**EXERCISE REQUIREMENTS:**
Every line of the records that holds the word "crate" should be copied.

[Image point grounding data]
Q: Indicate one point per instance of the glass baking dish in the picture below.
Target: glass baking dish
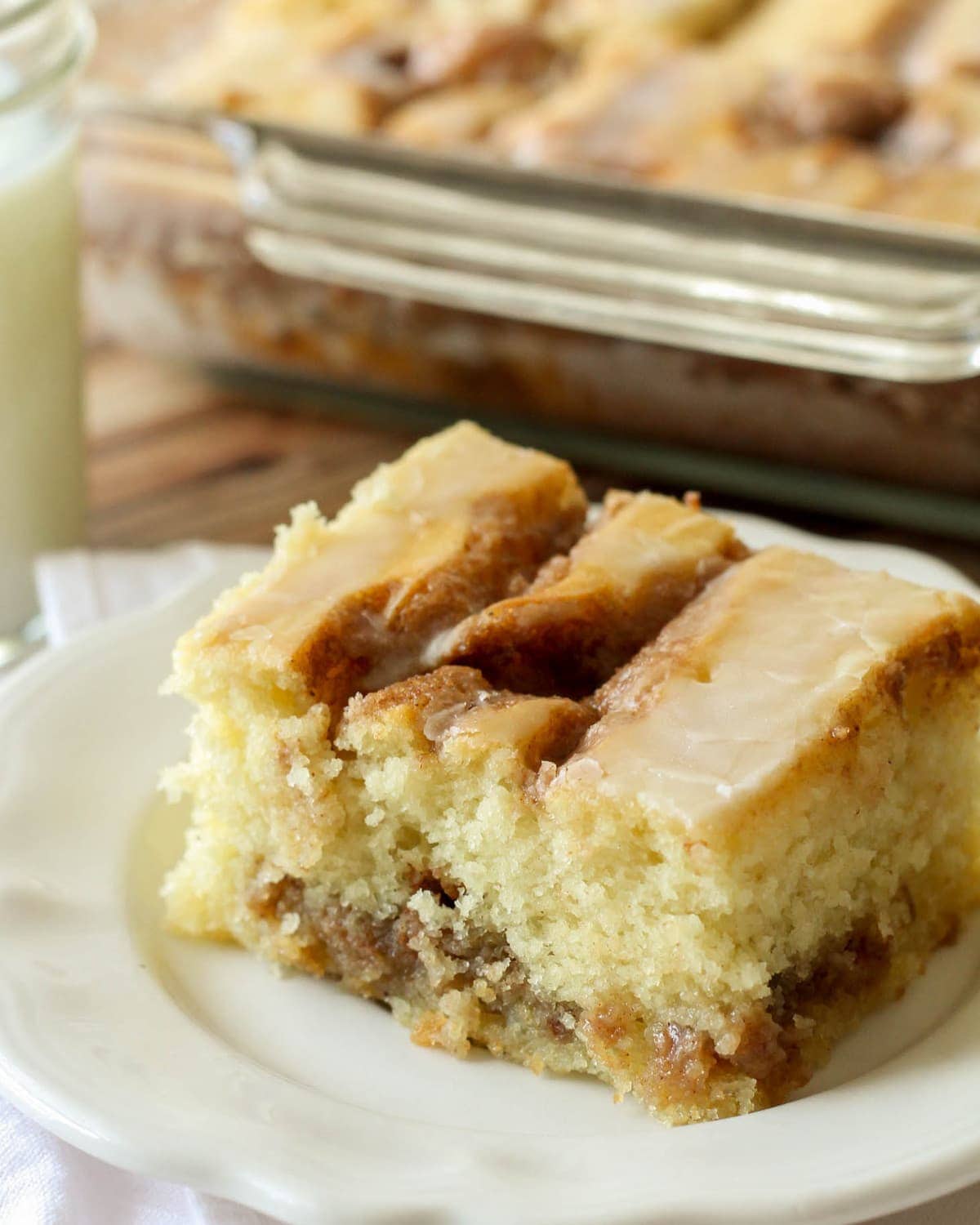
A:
(816, 357)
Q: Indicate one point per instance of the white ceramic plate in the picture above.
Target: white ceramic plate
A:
(194, 1062)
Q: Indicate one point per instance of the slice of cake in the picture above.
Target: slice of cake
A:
(742, 815)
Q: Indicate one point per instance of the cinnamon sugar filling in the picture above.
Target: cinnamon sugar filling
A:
(669, 1063)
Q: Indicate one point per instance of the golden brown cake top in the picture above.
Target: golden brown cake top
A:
(777, 656)
(423, 543)
(588, 612)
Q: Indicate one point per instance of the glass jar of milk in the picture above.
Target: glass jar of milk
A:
(43, 43)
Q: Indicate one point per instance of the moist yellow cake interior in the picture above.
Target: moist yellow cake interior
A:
(688, 881)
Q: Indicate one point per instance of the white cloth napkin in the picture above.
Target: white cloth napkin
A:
(44, 1181)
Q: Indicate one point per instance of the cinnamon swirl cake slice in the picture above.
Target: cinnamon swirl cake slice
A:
(612, 798)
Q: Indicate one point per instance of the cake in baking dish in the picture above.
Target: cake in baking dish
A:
(599, 793)
(848, 103)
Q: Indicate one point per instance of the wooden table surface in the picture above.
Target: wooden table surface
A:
(174, 455)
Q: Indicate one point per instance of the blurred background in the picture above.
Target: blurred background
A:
(712, 244)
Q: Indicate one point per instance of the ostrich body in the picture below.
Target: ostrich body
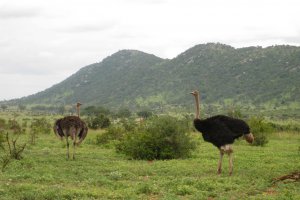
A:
(71, 126)
(221, 131)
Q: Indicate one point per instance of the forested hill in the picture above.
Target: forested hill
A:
(130, 78)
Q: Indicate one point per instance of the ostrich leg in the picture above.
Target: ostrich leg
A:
(230, 163)
(220, 162)
(68, 154)
(74, 145)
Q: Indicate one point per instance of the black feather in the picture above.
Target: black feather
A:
(221, 130)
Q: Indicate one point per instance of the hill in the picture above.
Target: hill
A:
(267, 77)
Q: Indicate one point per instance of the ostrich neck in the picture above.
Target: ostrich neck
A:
(78, 111)
(197, 115)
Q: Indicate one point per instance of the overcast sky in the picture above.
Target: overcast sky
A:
(42, 42)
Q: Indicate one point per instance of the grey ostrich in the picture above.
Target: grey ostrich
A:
(71, 126)
(221, 131)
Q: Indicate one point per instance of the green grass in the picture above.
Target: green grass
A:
(101, 173)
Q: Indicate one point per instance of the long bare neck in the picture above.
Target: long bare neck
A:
(197, 101)
(78, 110)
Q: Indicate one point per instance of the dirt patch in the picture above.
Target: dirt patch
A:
(292, 177)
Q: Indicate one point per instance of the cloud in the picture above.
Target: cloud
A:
(83, 28)
(18, 12)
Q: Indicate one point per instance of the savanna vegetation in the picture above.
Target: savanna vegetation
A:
(156, 157)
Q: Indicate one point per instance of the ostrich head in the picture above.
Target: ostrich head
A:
(195, 93)
(78, 108)
(249, 138)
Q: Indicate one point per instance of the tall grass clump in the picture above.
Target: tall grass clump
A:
(162, 137)
(260, 129)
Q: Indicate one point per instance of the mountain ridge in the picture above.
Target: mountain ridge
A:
(132, 78)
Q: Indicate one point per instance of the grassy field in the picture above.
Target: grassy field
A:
(101, 173)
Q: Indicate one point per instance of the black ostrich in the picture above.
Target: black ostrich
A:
(221, 131)
(71, 126)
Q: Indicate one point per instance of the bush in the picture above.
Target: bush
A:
(260, 129)
(160, 138)
(39, 126)
(100, 121)
(112, 133)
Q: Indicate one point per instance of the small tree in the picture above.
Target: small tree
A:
(144, 114)
(124, 113)
(12, 136)
(22, 107)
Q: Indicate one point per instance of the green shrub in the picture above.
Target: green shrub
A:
(260, 129)
(159, 138)
(39, 126)
(99, 121)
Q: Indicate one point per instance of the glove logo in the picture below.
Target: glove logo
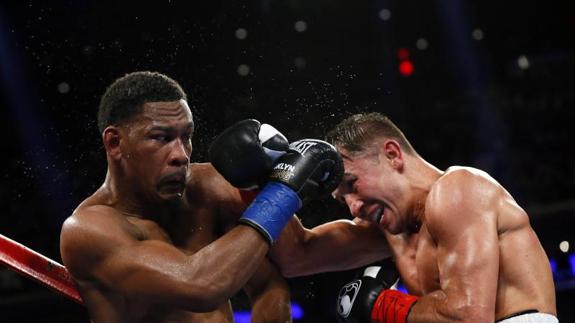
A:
(346, 298)
(302, 146)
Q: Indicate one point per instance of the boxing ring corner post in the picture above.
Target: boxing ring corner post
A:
(39, 268)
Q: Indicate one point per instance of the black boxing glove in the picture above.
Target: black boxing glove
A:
(369, 299)
(245, 153)
(310, 167)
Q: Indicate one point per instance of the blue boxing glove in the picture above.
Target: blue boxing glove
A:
(309, 168)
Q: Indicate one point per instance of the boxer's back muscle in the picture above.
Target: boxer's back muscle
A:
(524, 280)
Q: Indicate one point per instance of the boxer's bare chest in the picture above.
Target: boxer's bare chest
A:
(426, 262)
(189, 230)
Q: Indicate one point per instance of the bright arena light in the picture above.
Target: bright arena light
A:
(564, 246)
(300, 26)
(477, 34)
(422, 44)
(63, 87)
(523, 64)
(299, 62)
(241, 33)
(243, 70)
(384, 14)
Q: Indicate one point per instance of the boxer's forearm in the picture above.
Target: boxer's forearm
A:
(216, 265)
(272, 306)
(333, 246)
(269, 295)
(439, 307)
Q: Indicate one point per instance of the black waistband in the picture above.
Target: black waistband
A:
(517, 314)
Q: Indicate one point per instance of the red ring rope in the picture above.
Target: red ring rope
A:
(39, 268)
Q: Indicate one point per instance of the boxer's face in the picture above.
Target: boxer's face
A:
(371, 188)
(158, 149)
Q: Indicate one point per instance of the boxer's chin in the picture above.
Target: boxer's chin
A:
(171, 192)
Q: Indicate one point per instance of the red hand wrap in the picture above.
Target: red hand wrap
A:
(392, 306)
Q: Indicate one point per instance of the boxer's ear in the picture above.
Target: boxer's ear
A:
(111, 138)
(391, 150)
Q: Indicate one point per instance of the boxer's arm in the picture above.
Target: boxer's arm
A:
(333, 246)
(461, 218)
(96, 245)
(269, 295)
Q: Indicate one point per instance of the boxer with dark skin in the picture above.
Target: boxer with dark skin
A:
(158, 241)
(460, 241)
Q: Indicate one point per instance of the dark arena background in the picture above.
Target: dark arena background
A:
(488, 84)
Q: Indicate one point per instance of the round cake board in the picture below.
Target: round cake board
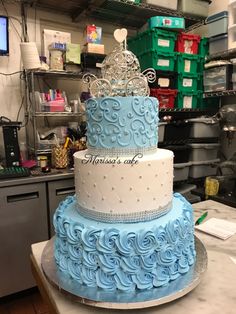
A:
(124, 300)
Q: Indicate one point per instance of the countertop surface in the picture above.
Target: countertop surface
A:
(215, 294)
(55, 174)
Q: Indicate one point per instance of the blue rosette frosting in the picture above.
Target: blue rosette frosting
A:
(120, 256)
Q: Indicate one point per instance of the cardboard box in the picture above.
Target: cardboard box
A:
(94, 48)
(72, 54)
(93, 34)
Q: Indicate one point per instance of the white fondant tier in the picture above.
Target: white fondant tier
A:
(113, 189)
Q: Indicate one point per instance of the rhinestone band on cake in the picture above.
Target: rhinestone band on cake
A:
(124, 230)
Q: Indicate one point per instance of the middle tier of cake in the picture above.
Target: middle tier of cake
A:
(124, 189)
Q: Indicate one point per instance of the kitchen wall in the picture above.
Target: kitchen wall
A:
(12, 87)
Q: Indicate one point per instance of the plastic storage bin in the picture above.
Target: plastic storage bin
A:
(232, 37)
(187, 100)
(204, 127)
(169, 4)
(217, 24)
(181, 171)
(194, 7)
(153, 40)
(218, 44)
(164, 79)
(203, 151)
(187, 63)
(161, 131)
(187, 82)
(166, 97)
(187, 43)
(218, 78)
(171, 22)
(203, 169)
(181, 153)
(203, 47)
(164, 61)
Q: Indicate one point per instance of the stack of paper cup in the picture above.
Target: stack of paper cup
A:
(29, 55)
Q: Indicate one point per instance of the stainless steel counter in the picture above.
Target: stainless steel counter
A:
(52, 176)
(215, 294)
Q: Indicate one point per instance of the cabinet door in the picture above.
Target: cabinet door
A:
(57, 192)
(23, 221)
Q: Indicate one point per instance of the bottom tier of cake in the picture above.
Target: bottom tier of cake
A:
(124, 256)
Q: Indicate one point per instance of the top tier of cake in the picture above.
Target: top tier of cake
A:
(122, 125)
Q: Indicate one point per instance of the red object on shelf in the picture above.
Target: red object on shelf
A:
(187, 43)
(166, 97)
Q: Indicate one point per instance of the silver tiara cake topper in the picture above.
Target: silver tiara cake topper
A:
(121, 73)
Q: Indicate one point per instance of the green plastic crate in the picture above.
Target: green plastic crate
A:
(187, 63)
(172, 22)
(186, 100)
(200, 82)
(158, 60)
(201, 64)
(203, 48)
(187, 82)
(153, 40)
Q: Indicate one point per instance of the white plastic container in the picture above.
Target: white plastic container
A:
(170, 4)
(203, 169)
(232, 12)
(217, 24)
(218, 44)
(181, 171)
(203, 152)
(232, 37)
(194, 7)
(161, 131)
(203, 127)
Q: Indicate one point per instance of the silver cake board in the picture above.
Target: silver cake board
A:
(124, 300)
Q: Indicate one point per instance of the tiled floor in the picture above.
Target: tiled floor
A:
(29, 302)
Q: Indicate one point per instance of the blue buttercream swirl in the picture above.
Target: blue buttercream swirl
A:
(145, 242)
(125, 243)
(124, 281)
(89, 237)
(88, 276)
(106, 240)
(114, 258)
(109, 263)
(131, 264)
(162, 277)
(122, 122)
(75, 271)
(166, 256)
(143, 280)
(105, 280)
(90, 259)
(75, 252)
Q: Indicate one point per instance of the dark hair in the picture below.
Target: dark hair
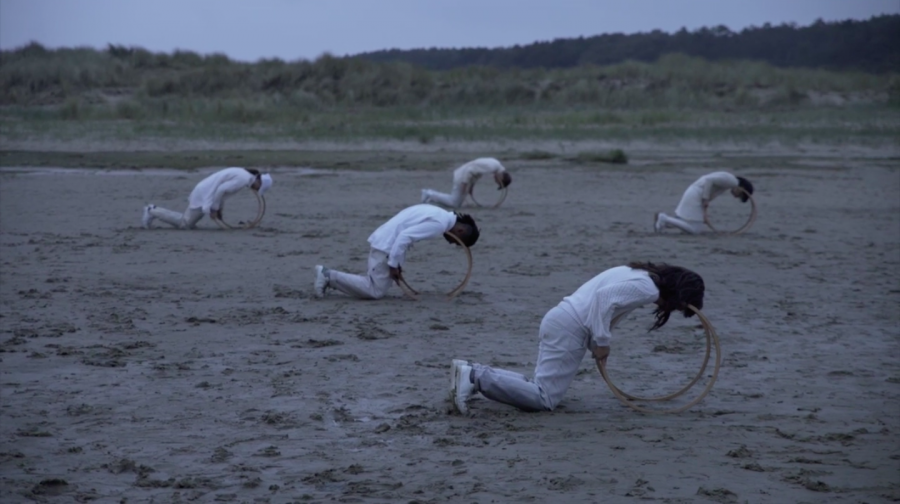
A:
(678, 287)
(472, 233)
(747, 186)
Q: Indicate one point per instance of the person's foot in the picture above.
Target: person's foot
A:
(147, 219)
(321, 280)
(461, 386)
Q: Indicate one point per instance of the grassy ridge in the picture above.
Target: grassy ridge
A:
(132, 94)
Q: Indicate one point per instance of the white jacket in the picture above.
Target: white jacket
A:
(603, 300)
(210, 193)
(418, 222)
(473, 170)
(707, 187)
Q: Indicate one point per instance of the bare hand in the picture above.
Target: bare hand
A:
(600, 354)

**WRITTEN ANSWER:**
Q: Indicate one point per instance of the green plastic crate in the picture above.
Target: green plastic crate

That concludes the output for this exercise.